-- SOURCE --
Jacksonville Maritime Ass'n v. International Longshoremen's Ass'n

Decision Date17 April 1978
Docket NumberNo. 77-1029,77-1029
Citation571 F.2d 319
Parties98 L.R.R.M. (BNA) 2184, 83 Lab.Cas. P 10,535 JACKSONVILLE MARITIME ASSOCIATION, INC., etc., et al., Plaintiffs-Appellees, v. INTERNATIONAL LONGSHOREMEN'S ASSOCIATION, etc., et al., Defendants-Appellants.
CourtU.S. Court of Appeals — Fifth Circuit

Lacy Mahon, Jr., Joseph S. Farley, Jr., Jacksonville, Fla., for defendants-appellants.

Gary A. Bubb, Jacksonville, Fla., for plaintiffs-appellees.

Appeal from the United States District Court for the Middle District of Florida.

Before JONES, GODBOLD and GEE, Circuit Judges.

GEE, Circuit Judge:

This case concerns the propriety of a preliminary injunction against a labor stoppage. More generally, it concerns the limits of the national policy prohibiting labor injunctions, and of the narrow exception to that prohibition, through which some labor injunctions are permitted in order to enforce peaceful arbitration procedures agreed upon by the parties.

-- STORED ROWS --
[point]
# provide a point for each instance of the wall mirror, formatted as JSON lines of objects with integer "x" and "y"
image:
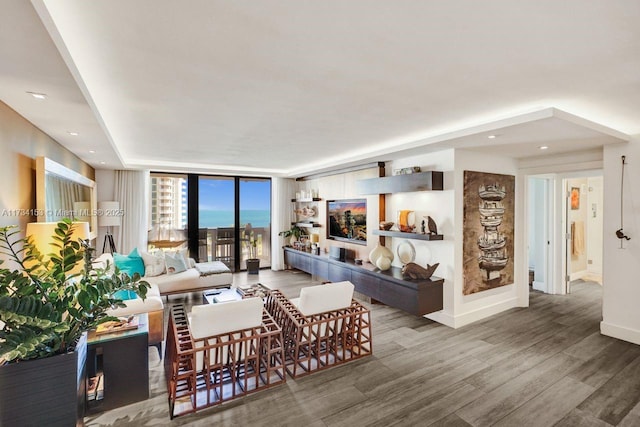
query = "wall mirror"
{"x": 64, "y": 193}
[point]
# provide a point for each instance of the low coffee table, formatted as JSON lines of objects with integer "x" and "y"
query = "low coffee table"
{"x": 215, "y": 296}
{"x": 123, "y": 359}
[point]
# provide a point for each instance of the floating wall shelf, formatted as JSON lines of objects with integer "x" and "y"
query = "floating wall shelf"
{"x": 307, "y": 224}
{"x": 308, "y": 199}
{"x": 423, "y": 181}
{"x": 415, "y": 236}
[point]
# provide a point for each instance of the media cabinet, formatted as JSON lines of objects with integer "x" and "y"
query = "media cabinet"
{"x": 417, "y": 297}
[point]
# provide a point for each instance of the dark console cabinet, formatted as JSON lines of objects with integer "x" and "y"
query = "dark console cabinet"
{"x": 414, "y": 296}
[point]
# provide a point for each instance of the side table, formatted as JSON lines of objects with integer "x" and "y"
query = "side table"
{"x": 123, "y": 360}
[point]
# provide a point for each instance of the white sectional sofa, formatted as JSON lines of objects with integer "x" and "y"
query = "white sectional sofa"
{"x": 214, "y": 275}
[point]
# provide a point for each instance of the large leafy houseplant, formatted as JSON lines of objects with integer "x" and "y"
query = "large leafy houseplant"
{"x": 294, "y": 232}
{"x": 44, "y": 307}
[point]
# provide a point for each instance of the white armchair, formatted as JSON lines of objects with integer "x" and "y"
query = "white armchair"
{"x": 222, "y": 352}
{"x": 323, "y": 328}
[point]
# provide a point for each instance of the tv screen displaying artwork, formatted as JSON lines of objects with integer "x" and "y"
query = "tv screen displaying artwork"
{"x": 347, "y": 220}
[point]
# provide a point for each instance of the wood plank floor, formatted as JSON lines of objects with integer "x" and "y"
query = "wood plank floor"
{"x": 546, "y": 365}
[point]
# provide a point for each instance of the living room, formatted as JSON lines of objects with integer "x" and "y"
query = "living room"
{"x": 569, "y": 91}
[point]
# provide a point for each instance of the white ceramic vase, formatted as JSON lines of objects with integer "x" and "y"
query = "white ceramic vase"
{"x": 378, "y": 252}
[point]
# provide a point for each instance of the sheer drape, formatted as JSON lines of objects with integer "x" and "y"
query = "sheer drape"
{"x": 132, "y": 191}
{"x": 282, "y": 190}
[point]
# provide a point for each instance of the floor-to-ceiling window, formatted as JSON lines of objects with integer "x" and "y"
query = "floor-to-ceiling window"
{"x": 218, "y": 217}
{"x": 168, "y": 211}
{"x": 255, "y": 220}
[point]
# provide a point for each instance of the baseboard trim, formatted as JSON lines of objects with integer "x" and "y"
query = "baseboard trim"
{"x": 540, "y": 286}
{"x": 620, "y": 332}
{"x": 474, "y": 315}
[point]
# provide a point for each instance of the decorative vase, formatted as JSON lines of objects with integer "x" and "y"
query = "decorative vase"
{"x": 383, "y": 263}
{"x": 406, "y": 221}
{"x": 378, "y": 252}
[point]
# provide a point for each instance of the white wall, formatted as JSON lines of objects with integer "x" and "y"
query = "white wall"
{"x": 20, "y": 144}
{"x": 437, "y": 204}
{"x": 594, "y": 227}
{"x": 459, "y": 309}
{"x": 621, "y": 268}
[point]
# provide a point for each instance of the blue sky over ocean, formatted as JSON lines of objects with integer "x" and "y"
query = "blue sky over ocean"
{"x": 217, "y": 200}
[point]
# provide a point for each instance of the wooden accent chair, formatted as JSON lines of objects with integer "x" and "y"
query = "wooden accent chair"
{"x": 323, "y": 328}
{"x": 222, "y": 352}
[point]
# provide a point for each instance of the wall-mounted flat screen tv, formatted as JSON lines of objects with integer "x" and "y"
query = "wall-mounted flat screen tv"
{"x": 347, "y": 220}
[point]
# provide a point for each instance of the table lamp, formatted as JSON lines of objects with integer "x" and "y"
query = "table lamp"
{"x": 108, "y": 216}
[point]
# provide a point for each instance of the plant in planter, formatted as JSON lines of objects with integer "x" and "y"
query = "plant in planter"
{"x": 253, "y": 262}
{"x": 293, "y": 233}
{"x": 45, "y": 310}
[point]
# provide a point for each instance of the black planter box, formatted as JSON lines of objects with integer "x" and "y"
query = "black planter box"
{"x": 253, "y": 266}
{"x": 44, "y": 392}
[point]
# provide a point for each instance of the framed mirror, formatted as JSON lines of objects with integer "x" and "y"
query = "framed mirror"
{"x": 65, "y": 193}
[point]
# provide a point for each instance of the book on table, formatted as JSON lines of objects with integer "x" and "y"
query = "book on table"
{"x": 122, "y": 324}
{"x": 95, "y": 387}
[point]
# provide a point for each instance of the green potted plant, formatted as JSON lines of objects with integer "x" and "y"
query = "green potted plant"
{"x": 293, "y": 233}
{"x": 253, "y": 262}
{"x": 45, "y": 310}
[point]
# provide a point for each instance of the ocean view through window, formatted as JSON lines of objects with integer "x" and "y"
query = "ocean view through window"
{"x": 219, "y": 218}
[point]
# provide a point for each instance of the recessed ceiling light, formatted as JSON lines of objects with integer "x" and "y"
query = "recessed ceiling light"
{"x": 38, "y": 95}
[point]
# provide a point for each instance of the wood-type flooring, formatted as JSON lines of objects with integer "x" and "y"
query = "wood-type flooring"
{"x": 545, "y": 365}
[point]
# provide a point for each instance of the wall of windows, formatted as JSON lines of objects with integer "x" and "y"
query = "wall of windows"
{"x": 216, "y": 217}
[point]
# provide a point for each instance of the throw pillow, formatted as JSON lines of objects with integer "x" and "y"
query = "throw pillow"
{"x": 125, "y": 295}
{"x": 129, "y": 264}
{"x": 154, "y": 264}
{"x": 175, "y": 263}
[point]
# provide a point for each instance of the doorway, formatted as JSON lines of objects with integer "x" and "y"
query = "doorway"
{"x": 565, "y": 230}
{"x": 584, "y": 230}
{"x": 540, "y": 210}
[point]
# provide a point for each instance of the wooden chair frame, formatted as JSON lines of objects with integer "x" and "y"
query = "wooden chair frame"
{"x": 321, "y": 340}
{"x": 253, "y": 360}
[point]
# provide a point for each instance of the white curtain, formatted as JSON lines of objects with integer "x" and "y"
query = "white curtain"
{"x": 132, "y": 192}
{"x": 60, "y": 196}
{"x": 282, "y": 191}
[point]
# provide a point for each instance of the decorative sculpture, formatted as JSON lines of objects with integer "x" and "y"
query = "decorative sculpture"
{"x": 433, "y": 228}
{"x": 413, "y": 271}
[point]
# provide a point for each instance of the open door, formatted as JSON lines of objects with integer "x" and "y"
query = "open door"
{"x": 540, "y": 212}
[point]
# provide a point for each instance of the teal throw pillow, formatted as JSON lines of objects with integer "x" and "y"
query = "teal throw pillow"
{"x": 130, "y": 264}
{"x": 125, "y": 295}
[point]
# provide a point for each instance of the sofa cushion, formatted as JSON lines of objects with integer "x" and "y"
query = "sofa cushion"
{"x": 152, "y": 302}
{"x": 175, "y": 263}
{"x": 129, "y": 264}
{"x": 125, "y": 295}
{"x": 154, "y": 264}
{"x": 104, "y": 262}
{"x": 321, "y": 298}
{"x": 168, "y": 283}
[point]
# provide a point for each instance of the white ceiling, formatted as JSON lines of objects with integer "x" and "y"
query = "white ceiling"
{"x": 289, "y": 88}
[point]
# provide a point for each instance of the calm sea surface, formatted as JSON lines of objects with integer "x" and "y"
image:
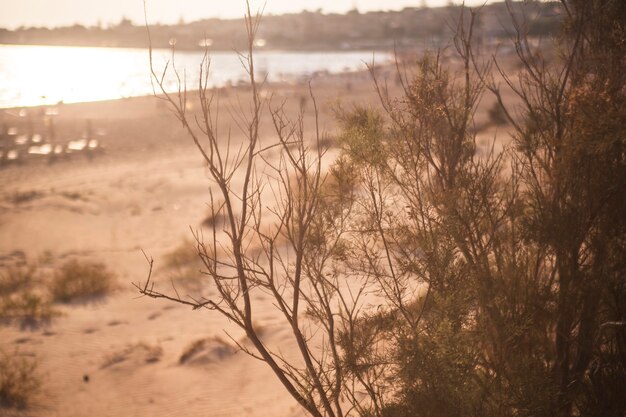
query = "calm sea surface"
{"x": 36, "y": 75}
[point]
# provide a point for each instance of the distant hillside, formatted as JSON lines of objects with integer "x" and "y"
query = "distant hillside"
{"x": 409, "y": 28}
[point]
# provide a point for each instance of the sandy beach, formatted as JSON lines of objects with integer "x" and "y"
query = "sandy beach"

-- WRITTEN TASK 1 --
On what date was the Jacksonville Maritime court opinion decided?
-- WRITTEN TASK 2 --
Pick up the Jacksonville Maritime court opinion after its last sentence and carry it on.
The listing has no connection to the court opinion.

-- RIGHT ANSWER 1 --
April 17, 1978.

-- RIGHT ANSWER 2 --
The plaintiff, Jacksonville Maritime Association (JMA), is a multi-employer bargaining association that bargains with unions on behalf of its members in the Jacksonville, Florida, maritime industry. One of these unions is the defendant, International Longshoremen's Association Local 1408-A (ILA). The present case stems from certain difficulties between the ILA local and two employer members of the JMA. On October 19, 1976, one of these employers, Jacksonville Port Authority (JPA), requested from the ILA hiring hall that two men, a "header" (union contact man) and a forklift operator, be sent to one of its warehouses the following day. The next day three men arrived, the two ordered plus a warehouse laborer; by direction of the ILA local president, each refused to work unless all three were employed. The JPA would not permit them to work under these circumstances, and they left. This scenario was repeated the following two days.

Meanwhile, another JMA employer, Eller & Company, apparently ordered six men and was sent eight. All eight were put to work, but two of the forklift operators refused to do warehouse work that they had done in the past; and indeed it soon appeared that, by instructions of the ILA local president, none of the men would perform any work except that of his specific job title. At this juncture, Eller's manager directed the foreman to pay off the men and let them go. Here too, much the same scene was repeated over the next two days, the ILA men refusing to work except in their specific job categories.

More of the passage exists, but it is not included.